[Page text start]

Kevin Bakhurst (born December 1965) is a British journalist and media executive. He has been group director of content and media policy at the UK regulator Ofcom since October 2016. Previously, he was the managing director of news and current affairs and deputy director-general at the Irish national broadcaster RTÉ. He was formerly the controller of the British digital television news channel BBC News, a position he held from December 2005 until September 2012. He was also controller of the BBC News at One bulletin, and in May 2010 he became deputy head of the BBC Newsroom.

Bakhurst attended Haberdashers' Aske's School in Elstree and then St John's College, Cambridge where he read French and German. After a brief spell of working at Price Waterhouse he joined the BBC in 1989, first as a researcher and then as an assistant producer at the BBC Business and Economics Unit.

[Page text end]

* Problem requirements: Continue the biography of Kevin Bakhurst from the last sentence shown.

[Material provided start]

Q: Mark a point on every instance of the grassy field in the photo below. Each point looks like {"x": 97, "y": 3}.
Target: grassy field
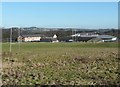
{"x": 60, "y": 63}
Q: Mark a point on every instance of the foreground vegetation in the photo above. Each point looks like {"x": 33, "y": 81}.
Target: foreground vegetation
{"x": 60, "y": 63}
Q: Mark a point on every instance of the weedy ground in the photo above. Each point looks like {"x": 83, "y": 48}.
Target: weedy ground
{"x": 60, "y": 63}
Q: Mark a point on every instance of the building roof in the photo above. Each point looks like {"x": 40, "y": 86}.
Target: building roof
{"x": 32, "y": 35}
{"x": 105, "y": 36}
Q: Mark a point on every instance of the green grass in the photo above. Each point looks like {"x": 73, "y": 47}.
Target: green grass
{"x": 60, "y": 63}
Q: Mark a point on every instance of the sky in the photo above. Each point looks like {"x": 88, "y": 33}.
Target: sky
{"x": 60, "y": 14}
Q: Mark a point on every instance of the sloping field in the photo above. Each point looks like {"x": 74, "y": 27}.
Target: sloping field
{"x": 60, "y": 63}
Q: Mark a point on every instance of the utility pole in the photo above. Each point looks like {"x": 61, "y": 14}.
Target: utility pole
{"x": 10, "y": 40}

[Material provided end]

* Answer to this problem:
In 1990 he was promoted to producer of the BBC Nine O'Clock News, where he remained until he moved to Brussels in 1994 to gain further experience for BBC News. In 1996, after two years in Brussels, he returned to the UK to become the assistant editor on the BBC Nine O'Clock News, remaining with the program when it became the BBC Ten O'Clock News. From 2001 to 2003 he was an editor at the BBC News channel, and followed that by being named acting editor of the BBC Ten O'Clock News. He was then confirmed as the permanent editor of the program in March 2004. During his two years as editor of the BBC Ten O'Clock News it won two Baftas for its coverage of the Madrid Bombings and the 2005 London Tube bombings, and a Royal Television Society award for News Programme of The Year.

It was announced on 10 July 2012 that Bakhurst would be the new managing director of news and current affairs at the Irish national public service broadcaster RTÉ.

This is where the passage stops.